* [Written request]:
Turn all of the rows below into a numbered list with no blank lines, and leave the pictures out of your answer.

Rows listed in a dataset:
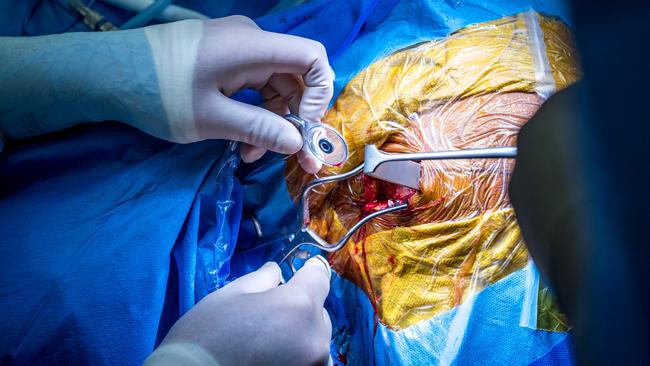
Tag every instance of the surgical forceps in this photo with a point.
(303, 235)
(374, 158)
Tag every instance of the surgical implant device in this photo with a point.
(323, 141)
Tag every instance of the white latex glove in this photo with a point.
(253, 321)
(201, 63)
(172, 81)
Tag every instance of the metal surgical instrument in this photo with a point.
(303, 235)
(402, 168)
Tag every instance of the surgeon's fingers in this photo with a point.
(233, 120)
(307, 58)
(283, 95)
(265, 278)
(313, 279)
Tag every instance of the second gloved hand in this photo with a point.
(253, 321)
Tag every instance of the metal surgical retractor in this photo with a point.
(323, 141)
(304, 236)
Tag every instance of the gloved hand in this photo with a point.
(172, 81)
(253, 321)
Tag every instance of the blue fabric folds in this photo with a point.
(107, 235)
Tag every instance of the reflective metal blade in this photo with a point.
(406, 173)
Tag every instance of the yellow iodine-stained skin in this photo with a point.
(475, 88)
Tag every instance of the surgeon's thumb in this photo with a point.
(265, 278)
(258, 127)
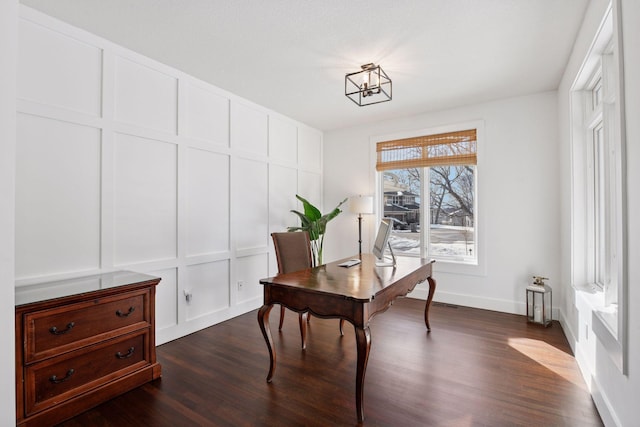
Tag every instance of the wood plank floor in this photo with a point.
(476, 368)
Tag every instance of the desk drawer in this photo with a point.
(58, 379)
(54, 331)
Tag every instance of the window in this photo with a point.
(598, 190)
(431, 180)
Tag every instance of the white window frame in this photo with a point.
(599, 223)
(446, 265)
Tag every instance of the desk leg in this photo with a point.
(263, 321)
(363, 343)
(432, 290)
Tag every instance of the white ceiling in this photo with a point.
(292, 55)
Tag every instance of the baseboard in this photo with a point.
(494, 304)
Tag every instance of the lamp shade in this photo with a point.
(361, 204)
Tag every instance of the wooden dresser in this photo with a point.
(81, 342)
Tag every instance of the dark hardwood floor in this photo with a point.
(476, 368)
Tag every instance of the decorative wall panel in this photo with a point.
(145, 213)
(206, 115)
(250, 270)
(248, 129)
(283, 140)
(208, 284)
(144, 96)
(55, 69)
(251, 204)
(126, 163)
(207, 189)
(57, 197)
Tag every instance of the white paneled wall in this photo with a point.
(125, 163)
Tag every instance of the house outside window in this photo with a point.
(428, 189)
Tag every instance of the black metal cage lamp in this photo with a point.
(371, 85)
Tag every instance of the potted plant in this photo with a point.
(313, 222)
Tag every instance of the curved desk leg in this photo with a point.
(303, 319)
(363, 343)
(281, 317)
(263, 321)
(432, 290)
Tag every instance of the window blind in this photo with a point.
(451, 148)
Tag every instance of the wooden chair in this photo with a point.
(293, 253)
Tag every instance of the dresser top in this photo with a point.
(81, 285)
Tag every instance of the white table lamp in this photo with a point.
(362, 205)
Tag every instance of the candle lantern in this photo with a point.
(539, 302)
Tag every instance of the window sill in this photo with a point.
(469, 268)
(604, 322)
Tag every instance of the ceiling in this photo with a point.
(292, 55)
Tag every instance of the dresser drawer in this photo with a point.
(54, 331)
(58, 379)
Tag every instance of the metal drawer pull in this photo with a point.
(119, 355)
(55, 330)
(121, 314)
(54, 379)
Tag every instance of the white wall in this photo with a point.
(125, 163)
(8, 53)
(518, 196)
(615, 394)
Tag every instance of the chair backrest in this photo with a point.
(293, 251)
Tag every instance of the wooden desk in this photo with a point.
(354, 294)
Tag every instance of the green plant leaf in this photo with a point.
(310, 211)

* [Solution to the problem]:
1. Tag every instance of the surgical forceps in this photo with a point.
2. (303, 235)
3. (374, 158)
4. Tag every instance of the surgical implant device in this photo with a point.
5. (323, 141)
6. Tag every instance of the white latex glove in this photo with a point.
7. (253, 321)
8. (201, 63)
9. (172, 81)
10. Tag every instance of the metal surgical instrument in this photo with a point.
11. (303, 235)
12. (402, 168)
13. Tag every instance of the surgeon's fingers in this photo with a point.
14. (233, 120)
15. (307, 58)
16. (283, 95)
17. (265, 278)
18. (313, 279)
19. Tag every instance of the second gloved hand in this photo with a point.
20. (253, 321)
21. Tag every instance of the metal surgical retractor in this photo with a point.
22. (323, 141)
23. (304, 236)
24. Tag every instance of the gloved hand in this photo with a point.
25. (172, 81)
26. (253, 321)
27. Tag every instance of the blue fabric folds in this photo with a point.
28. (107, 235)
29. Tag every instance of the reflective metal blade in this photo with a point.
30. (406, 173)
31. Tag every instance of the yellow iodine-stained skin in this photo with a point.
32. (475, 88)
33. Tag every instance of the surgeon's thumb in this photo with a point.
34. (265, 278)
35. (258, 127)
36. Tag every instance of the wood plank floor in this photo with a point.
37. (476, 368)
38. Tag every instance of the desk drawer in this photo with a point.
39. (58, 379)
40. (54, 331)
41. Tag every instance of the window in this photo with a point.
42. (598, 190)
43. (431, 180)
44. Tag every instance of the white window frame in this photo with a point.
45. (599, 223)
46. (446, 265)
47. Tag every instance of the desk leg in this photo with a point.
48. (263, 321)
49. (363, 343)
50. (432, 290)
51. Tag every instance of the white ceiling in this photo with a point.
52. (292, 55)
53. Tag every instance of the baseboard in this photo with a point.
54. (494, 304)
55. Tag every instance of the lamp shade in this photo with a point.
56. (361, 204)
57. Tag every instance of the wooden dresser in this photo with a point.
58. (81, 342)
59. Tag every instance of the dark hardwood floor in this photo with a point.
60. (476, 368)
61. Tag every instance of the decorative wall panel in this photo with a point.
62. (145, 213)
63. (206, 115)
64. (250, 270)
65. (248, 129)
66. (283, 140)
67. (208, 284)
68. (144, 96)
69. (55, 69)
70. (251, 204)
71. (126, 163)
72. (207, 189)
73. (57, 197)
74. Tag every instance of the white paneled wall in this photo with a point.
75. (125, 163)
76. Tag every instance of the house outside window in this photo with a point.
77. (428, 189)
78. Tag every instance of the black metal cage lamp in this photo with a point.
79. (371, 85)
80. Tag every instance of the potted plant in this photo with a point.
81. (313, 222)
82. Tag every instance of the curved desk leg in this photo with a point.
83. (303, 319)
84. (363, 343)
85. (281, 317)
86. (263, 321)
87. (432, 290)
88. Tag every instance of the window blind in this photo with a point.
89. (451, 148)
90. Tag every instance of the wooden chair in this photo with a point.
91. (293, 253)
92. Tag every instance of the dresser top in this photo with a point.
93. (81, 285)
94. Tag every instance of the white table lamp in this photo with a point.
95. (362, 205)
96. Tag every instance of the candle lantern in this photo with a point.
97. (539, 302)
98. Tag every instance of the window sill in this photo with a point.
99. (469, 268)
100. (604, 322)
101. Tag every instance of the ceiling in this photo with a point.
102. (292, 55)
103. Tag every instance of the dresser drawer in this photo with a point.
104. (54, 331)
105. (58, 379)
106. Tag every instance of the metal drawer pull in this photo with a point.
107. (119, 355)
108. (55, 330)
109. (121, 314)
110. (54, 379)
111. Tag every instance of the white wall in this photo with a point.
112. (125, 163)
113. (8, 53)
114. (518, 196)
115. (615, 394)
116. Tag every instance of the chair backrest in this photo with a point.
117. (293, 251)
118. Tag every instance of the wooden desk in this photo with a point.
119. (354, 294)
120. Tag every instance of the green plant leaf in this photo with a point.
121. (310, 211)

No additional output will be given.